▶ [Exercise]:
Format the entries below as a two-column CSV with the headers text and answer, one row per entry. Put each entry's text and its answer in a single quoted field each, replace line breaks with spaces, and leave out the pictures.

━━━ Input data ━━━

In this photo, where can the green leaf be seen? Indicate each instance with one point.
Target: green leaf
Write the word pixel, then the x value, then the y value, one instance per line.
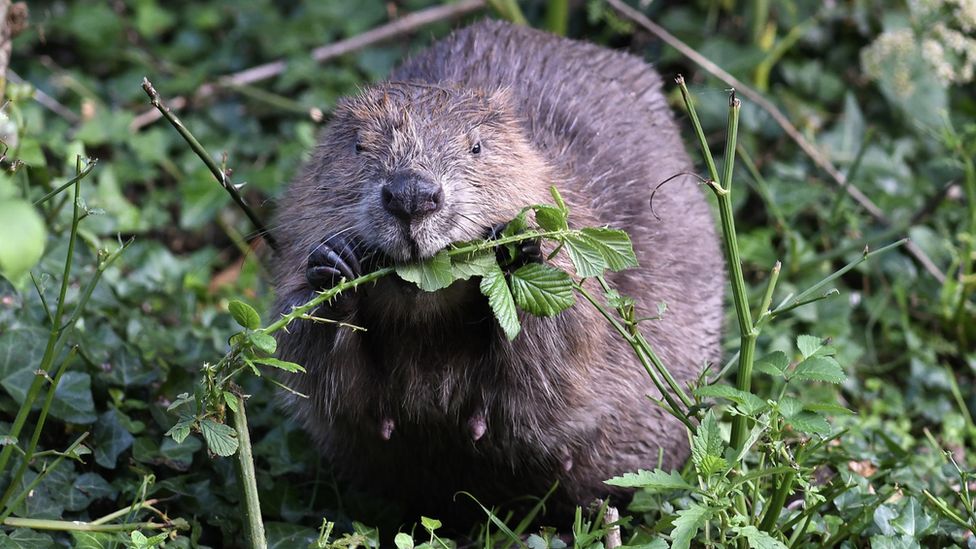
pixel 221 439
pixel 586 257
pixel 614 245
pixel 430 274
pixel 819 369
pixel 687 524
pixel 465 266
pixel 810 423
pixel 808 345
pixel 263 341
pixel 774 364
pixel 706 443
pixel 22 244
pixel 281 364
pixel 430 524
pixel 748 402
pixel 500 300
pixel 110 439
pixel 245 315
pixel 542 290
pixel 403 541
pixel 550 218
pixel 654 481
pixel 757 539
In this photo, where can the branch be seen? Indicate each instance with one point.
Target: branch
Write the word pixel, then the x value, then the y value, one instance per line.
pixel 788 127
pixel 403 25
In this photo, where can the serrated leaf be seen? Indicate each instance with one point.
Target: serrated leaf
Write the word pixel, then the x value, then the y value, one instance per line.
pixel 774 364
pixel 403 541
pixel 281 364
pixel 808 345
pixel 614 245
pixel 500 299
pixel 429 275
pixel 550 218
pixel 819 369
pixel 244 315
pixel 430 524
pixel 181 429
pixel 465 266
pixel 542 290
pixel 586 257
pixel 706 442
pixel 264 342
pixel 687 524
pixel 810 423
pixel 221 439
pixel 749 402
pixel 654 481
pixel 757 539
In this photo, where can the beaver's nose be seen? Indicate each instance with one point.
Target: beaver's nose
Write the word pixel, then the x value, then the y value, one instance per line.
pixel 410 195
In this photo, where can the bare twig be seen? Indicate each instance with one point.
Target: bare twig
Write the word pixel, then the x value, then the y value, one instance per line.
pixel 403 25
pixel 219 174
pixel 788 127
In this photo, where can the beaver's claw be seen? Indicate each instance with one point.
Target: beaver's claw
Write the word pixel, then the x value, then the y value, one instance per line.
pixel 330 261
pixel 527 251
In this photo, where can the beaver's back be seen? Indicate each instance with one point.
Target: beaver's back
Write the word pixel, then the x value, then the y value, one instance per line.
pixel 601 119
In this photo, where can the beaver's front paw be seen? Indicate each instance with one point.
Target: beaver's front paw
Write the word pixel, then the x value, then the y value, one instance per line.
pixel 526 251
pixel 330 261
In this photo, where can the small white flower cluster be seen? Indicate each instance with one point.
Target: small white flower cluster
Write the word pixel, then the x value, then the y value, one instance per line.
pixel 944 36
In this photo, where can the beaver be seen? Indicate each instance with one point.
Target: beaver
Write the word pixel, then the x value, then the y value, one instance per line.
pixel 431 398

━━━

▶ [Output for this task]:
text,answer
"In this photo, where can the green leaf be seen? Indicate each instance with one point. Target: green leaf Write the word pixel, then the x value, then the y value, one instance per line.","pixel 221 439 pixel 586 257 pixel 614 245 pixel 430 274 pixel 819 369 pixel 687 524 pixel 465 266 pixel 810 423 pixel 808 345 pixel 263 341 pixel 774 364 pixel 706 443 pixel 22 244 pixel 281 364 pixel 430 524 pixel 748 402 pixel 500 300 pixel 110 439 pixel 245 315 pixel 542 290 pixel 403 541 pixel 550 218 pixel 654 481 pixel 757 539"
"In this photo, where can the branch be seen? Indicate each instance with one point. Target: branch Write the word pixel, then the x value, then the y value, one instance per line.","pixel 788 127 pixel 403 25"
"In this photo, where can the serrated leaf be seen? Indicate each instance with one point. Target: serrated leaf Write the word pixel, then the x value, then the y value, one instance per line.","pixel 774 364 pixel 403 541 pixel 281 364 pixel 808 345 pixel 614 245 pixel 500 299 pixel 429 275 pixel 550 218 pixel 819 369 pixel 244 315 pixel 430 524 pixel 181 429 pixel 465 266 pixel 542 290 pixel 586 257 pixel 706 442 pixel 264 342 pixel 687 524 pixel 810 423 pixel 221 439 pixel 749 402 pixel 654 481 pixel 757 539"
"In this photo, where can the beaver's nose be seen? Indicate each instance with one point. Target: beaver's nose Write the word pixel, then the x value, then the y value, one instance per line.","pixel 410 195"
"In this photo, where can the bare twig be seen? Indicate each instance with one point. Target: bare twig Write the word pixel, then the x value, then the y value, one instance per line.","pixel 403 25 pixel 219 174 pixel 788 127"
"In this photo, where can the beaver's claw be seen? Indicate each instance with one point. Target: beaver's claw Write the word pixel, then the x value, then the y value, one instance per line.","pixel 330 261 pixel 527 251"
"In this photo, where can the beaver's back be seen? Indicate each instance with one point. Target: beaver's back Write the word pixel, then the x value, then the y value, one instance per line.","pixel 601 119"
"In this photo, where can the beaver's front paw be seen? Indicate each instance with one point. Target: beaver's front paw Write the word pixel, then the x value, then the y value, one instance per line.","pixel 526 251 pixel 330 261"
"In this photo, where can the small white flower cluster be seen? Indicate each instance with one point. Target: small white flower cluster Write the word pixel, then the x value, then the y value, one instance per line.","pixel 944 36"
"In this photo, where can the beaver be seen? Indicate each instance with one point. Target: beaver Write the word pixel, then the x value, then the y value, one instance per line.","pixel 431 398"